*WHAT TO WORK ON*
• 1. In the Glaucous Gull text, how wide is the bird's wing span?
• 2. Continue the Glaucous Gull description from where it stops.

*EXCERPT TO READ*
|---|

English: Glaucous Gull
Russian: Бургомистр
Mongolian: Мөсний цахлай
German: Eismowe
French: Goeland bourgmestre
Japanese: シロカモメ (Shiro-kamome)
Body length: 63-68 cm
Wing span: 138-158 cm.
Nests singly or in loose
colonies on cliffs, islands, or other open ground near sea. South of breeding range, uncommon
or rare (mostly Oct-Apr), mainly near coast among flocks of other large gulls.
Food in summer mainly fish, eggs and young of other birds; in winter, mainly
waste from fishing ports, rubbish tips, etc.
Identification: Four
age-groups. Glaucous and Iceland Gulls are the only large gulls with whitish
primaries. Adults have paler grey upperparts than Herring Gulls; 1st and 2nd years
in fresh plumage are rather uniformly pale ochrous-brwon or cafй-au-lait-coloured,
with fainter and finer barring on upperparts and wing-coverts than other large
gulls; unmarked pale or white flight-feathers diagnostic at all ages, obvious
in flight, especially from below, when they appear strikingly (but beware of
moulting Herring Gull in Aug-Nov). Because they are similar in plumage at all
ages, telling Glaucous from Iceland rests entirely on difference in size,
structure, bill pattern (on 1st years), and bill colour (on some adults and 3rd
years). Given good views, identification of most is easy: Glaucous is obviously
or slightly larger and longer-legged than Herring Gull and more heavily built,
with large bill, small eye, and sloping forehead and often angled hindcrown
giving a mean, aggressive look; as a rule, the bill is as long as or longer
than the length of the (short) projection of primaries beyond the tail-tip.

|---|

*GIVEN ENTRIES*
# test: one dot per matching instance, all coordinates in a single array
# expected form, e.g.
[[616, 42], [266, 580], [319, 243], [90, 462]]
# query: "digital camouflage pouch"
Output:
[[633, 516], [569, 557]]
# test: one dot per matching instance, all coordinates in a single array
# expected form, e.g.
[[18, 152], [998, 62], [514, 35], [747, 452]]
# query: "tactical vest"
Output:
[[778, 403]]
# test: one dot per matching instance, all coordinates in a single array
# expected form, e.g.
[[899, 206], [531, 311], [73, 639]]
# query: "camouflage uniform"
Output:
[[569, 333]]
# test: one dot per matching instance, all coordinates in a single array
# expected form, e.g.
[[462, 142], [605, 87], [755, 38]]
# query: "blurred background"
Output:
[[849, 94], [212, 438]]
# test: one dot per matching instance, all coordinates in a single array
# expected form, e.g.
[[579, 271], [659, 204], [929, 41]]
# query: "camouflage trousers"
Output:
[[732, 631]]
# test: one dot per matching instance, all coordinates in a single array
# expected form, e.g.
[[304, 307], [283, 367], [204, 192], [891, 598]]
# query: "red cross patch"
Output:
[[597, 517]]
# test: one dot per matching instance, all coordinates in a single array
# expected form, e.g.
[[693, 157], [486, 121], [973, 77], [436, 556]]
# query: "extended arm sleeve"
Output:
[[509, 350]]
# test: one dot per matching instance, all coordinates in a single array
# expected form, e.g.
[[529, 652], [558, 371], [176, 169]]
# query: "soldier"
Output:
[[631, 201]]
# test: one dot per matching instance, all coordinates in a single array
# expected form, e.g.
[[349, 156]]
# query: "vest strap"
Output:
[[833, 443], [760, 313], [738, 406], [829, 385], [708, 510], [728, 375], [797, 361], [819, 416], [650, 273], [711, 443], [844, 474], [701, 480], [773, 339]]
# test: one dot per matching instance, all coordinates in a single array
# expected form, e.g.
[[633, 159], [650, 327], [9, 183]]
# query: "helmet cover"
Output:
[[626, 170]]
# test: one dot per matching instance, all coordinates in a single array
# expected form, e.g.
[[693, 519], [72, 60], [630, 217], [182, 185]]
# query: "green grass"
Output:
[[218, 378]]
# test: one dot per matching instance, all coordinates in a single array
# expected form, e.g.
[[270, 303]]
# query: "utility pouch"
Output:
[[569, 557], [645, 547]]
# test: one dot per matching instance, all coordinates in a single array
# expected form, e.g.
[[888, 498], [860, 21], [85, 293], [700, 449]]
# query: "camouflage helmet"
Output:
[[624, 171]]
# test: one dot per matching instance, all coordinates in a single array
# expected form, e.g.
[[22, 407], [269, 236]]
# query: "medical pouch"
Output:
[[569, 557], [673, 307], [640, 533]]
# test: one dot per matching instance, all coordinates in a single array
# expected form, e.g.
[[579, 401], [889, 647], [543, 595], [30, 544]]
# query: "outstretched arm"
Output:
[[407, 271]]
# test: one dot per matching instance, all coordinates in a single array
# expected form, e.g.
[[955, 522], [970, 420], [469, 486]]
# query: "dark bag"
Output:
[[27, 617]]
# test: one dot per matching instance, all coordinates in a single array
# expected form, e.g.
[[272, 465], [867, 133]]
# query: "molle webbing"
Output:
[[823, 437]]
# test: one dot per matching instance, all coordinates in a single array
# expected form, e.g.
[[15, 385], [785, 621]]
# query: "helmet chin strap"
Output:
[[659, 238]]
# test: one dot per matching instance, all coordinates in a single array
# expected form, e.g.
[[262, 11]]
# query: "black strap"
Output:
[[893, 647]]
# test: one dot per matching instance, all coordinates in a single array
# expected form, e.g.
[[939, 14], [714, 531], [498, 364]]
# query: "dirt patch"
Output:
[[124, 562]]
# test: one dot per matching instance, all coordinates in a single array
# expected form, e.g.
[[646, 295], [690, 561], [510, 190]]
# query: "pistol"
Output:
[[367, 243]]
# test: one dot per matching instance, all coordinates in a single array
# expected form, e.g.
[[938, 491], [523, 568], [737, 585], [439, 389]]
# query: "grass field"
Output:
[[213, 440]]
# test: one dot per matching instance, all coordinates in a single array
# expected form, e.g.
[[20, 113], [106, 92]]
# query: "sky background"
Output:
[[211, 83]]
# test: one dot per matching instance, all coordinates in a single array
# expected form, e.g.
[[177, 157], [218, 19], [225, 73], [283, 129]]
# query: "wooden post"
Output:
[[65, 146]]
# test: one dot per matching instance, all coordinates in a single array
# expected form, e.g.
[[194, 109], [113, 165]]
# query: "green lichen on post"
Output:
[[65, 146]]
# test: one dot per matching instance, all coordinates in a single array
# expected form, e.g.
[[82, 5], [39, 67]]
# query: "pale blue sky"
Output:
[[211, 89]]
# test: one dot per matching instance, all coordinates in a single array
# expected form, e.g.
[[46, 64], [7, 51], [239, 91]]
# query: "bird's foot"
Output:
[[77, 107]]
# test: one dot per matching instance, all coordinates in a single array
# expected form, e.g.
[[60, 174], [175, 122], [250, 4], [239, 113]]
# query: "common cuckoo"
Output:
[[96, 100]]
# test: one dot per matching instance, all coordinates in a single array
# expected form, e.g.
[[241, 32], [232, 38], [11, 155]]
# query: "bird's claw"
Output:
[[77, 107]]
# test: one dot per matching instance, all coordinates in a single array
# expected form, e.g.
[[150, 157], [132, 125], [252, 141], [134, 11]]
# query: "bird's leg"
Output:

|---|

*TASK ANSWERS*
• 1. 138-158 cm.

• 2.
Glaucous Gull is also correspondingly broader-winged, longer-necked and
larger-headed, and more lumbering in flight than Iceland, but the structural and
size differences are often more difficult to appreciate in flight than on the
ground. Identification of 1st year is made easier because of diagnostic difference
in bill pattern: Glaucous invariably has bill two-thirds pale (pinkish) with sharply
demarcated black tip (Iceland has more extensive black tip, shading into often
only slightly paler base).
Adult’s orbital ring is yellow (reddish on Iceland).
Occasional small or small-looking Glaucous or large-looking Iceland can be more
difficult; in such cases, bill pattern (on 1 years) and bill-length
/primary-projection difference are the most useful features. Caution is necessary
over all-white albinistic individuals of other species, paler-than-normal
(so-called leacistic) immature Herring Gulls, and Glaucous x Herring Gull
hybrids. All-white albinistic gulls are rare, however, and in any case no
Glaucous or Iceland is ever entirely pure white (although some much-faded 1st
and 2nd years may appear so at long range). Leucism and hybridity show on
immature gulls through the outer primaries, secondary bar or tail-band being at
least slightly darker than the general colour of the rest of the plumage, and
adult hybrids will show dark markings on the wing-tip; pure Glaucous and
nominate Iceland never show such features.